### Task brief
A word-for-word copy of the data, with no images, is the required answer.

### Record extracts
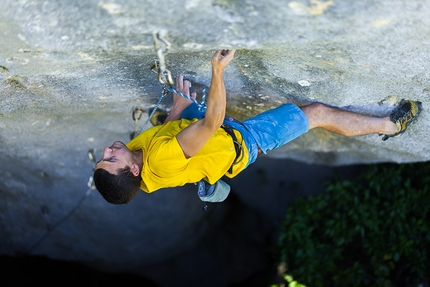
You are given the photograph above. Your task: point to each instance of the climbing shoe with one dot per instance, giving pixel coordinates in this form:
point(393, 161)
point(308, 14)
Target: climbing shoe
point(407, 112)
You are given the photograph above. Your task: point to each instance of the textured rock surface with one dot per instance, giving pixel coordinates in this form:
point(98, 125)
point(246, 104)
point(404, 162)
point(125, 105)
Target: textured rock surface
point(71, 72)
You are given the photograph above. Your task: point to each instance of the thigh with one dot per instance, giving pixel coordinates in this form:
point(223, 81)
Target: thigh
point(274, 128)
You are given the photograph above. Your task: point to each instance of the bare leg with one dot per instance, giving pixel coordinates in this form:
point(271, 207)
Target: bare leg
point(179, 102)
point(345, 122)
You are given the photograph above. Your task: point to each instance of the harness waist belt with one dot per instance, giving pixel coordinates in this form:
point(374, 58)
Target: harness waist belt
point(237, 146)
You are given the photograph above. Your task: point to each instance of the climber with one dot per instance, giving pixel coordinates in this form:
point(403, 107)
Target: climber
point(191, 146)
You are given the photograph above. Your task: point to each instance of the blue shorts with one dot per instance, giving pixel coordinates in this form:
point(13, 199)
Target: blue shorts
point(267, 131)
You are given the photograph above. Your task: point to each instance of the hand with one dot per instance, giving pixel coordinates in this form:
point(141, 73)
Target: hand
point(222, 58)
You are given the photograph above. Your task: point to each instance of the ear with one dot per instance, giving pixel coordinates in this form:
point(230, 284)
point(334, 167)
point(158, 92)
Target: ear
point(135, 170)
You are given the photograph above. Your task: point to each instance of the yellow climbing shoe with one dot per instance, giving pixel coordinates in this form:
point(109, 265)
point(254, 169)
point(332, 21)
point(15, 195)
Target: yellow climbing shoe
point(407, 112)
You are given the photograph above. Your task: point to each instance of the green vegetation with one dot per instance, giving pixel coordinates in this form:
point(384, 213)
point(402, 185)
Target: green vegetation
point(370, 231)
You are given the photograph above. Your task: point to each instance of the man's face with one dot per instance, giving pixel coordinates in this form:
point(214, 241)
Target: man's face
point(115, 157)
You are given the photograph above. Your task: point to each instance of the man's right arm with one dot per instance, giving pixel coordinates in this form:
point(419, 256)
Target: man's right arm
point(193, 137)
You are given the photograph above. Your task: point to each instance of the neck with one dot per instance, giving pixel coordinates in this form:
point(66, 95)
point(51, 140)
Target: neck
point(138, 158)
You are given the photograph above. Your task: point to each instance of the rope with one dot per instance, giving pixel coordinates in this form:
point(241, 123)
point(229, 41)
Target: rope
point(166, 89)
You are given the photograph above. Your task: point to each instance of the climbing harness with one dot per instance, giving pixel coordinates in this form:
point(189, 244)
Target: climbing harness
point(218, 191)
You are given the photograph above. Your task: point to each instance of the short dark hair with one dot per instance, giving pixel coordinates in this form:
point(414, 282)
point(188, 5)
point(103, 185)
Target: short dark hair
point(117, 188)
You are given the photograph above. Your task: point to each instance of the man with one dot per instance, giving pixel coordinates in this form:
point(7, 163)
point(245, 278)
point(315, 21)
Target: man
point(191, 146)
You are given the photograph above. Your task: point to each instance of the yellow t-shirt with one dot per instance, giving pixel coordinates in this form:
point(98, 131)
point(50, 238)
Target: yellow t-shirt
point(165, 165)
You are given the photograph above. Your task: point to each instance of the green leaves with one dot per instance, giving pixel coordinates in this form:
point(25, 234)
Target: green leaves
point(371, 231)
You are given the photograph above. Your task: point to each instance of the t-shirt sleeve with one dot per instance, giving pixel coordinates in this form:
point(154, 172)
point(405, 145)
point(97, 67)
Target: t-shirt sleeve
point(166, 158)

### Output for this task
You are given the photograph above. Your task: point to each instance of the climbing shoe with one dot per instance, giving pixel coordinates in this form:
point(393, 161)
point(308, 14)
Target: climbing shoe
point(407, 112)
You are given the photograph above. Your task: point to each instance of the textured rock surface with one dot per instance, giving pixel coordinates in this form:
point(98, 125)
point(246, 104)
point(404, 162)
point(125, 105)
Target: textured rock surface
point(71, 72)
You are given the photograph above. Your task: point to each instance of the thigh with one dot per instance, giving pixel coordinates in this form:
point(223, 81)
Target: thigh
point(274, 128)
You are given the photograph above. Your task: point to each instance of the bare leg with one dot per instance, giving pixel coordinates in this form:
point(271, 207)
Target: bare leg
point(179, 102)
point(345, 122)
You are given the photograph above. Your task: point to each instance of the harness waist belt with one dot per instance, giving pixel coordinates in this form:
point(374, 58)
Target: harness waist belt
point(237, 146)
You are given the photograph above. Your task: point to each instance of the climber with one dot per instance, giving pixel coordinates in this form:
point(403, 107)
Target: climber
point(191, 146)
You are given the photograph above. Your task: point to each instance of the blue shorts with one dot per instance, giving pixel coordinates in this form:
point(13, 199)
Target: blue shorts
point(267, 131)
You are given the photograph above. Your task: point to each instance of the hand with one dot per instance, giving pixel coordinates in this form:
point(141, 73)
Target: hand
point(222, 58)
You are given the photograph above. Your task: point to each instance of the ear with one dot per instance, giving pixel coordinates in this form:
point(230, 284)
point(334, 167)
point(158, 92)
Target: ear
point(135, 170)
You are given the photograph above. Your task: point to each instance of the yellow climbing shoe with one dot per instance, giving pixel coordinates in this form:
point(109, 265)
point(254, 169)
point(332, 21)
point(15, 195)
Target: yellow climbing shoe
point(407, 112)
You are given the photograph above. Your task: point to each instance of the green vegetation with one dot per instance, giving pixel coordinates in this form:
point(384, 213)
point(402, 185)
Target: green vegetation
point(370, 231)
You are given the photograph above. Your task: point to each instance of the man's face with one dot per instance, giving pixel coordinates in this form:
point(214, 241)
Target: man's face
point(115, 157)
You are given the photograph above. Your task: point to each instance of the man's right arm with one dot per instance, giving pixel coordinates in this form:
point(419, 256)
Target: man's right arm
point(193, 137)
You are given the photograph above. Your task: point to each instance of the neck with one dot per instance, giving pixel coordinates in this form:
point(66, 95)
point(51, 140)
Target: neck
point(138, 158)
You are given the photograph above. Your task: point to each instance of the rope with one dot per instance, giving pixel coordinates in this form:
point(241, 123)
point(229, 41)
Target: rope
point(166, 89)
You are given the photograph above. Your task: point to each instance of the climbing harness with one dot per instance, giving pixel coordinates in this form:
point(189, 244)
Target: climbing harness
point(218, 191)
You are given the photograph above. Your task: point to each instance of the short dark hair with one dot per instance, giving pixel coordinates in this form:
point(414, 282)
point(188, 5)
point(103, 185)
Target: short dark hair
point(117, 188)
You are given the photograph above. Your task: point to each instance of the man with one dot per instance, giving pixel coordinates in this form:
point(7, 163)
point(245, 278)
point(315, 21)
Target: man
point(191, 146)
You are given the photograph above. Your task: point to each instance of the yellow t-shirt with one dot per instance, giving pixel coordinates in this form:
point(98, 131)
point(50, 238)
Target: yellow t-shirt
point(165, 165)
You are given the photograph above. Your task: point to each instance of the green leaves with one dot per instance, giving pixel coordinates in this form:
point(25, 234)
Target: green leaves
point(371, 231)
You are given the photograph above. Your task: point to each instance of the t-shirt sleeve with one dot per instance, giving pixel coordinates in this form:
point(154, 172)
point(405, 145)
point(97, 67)
Target: t-shirt sleeve
point(166, 158)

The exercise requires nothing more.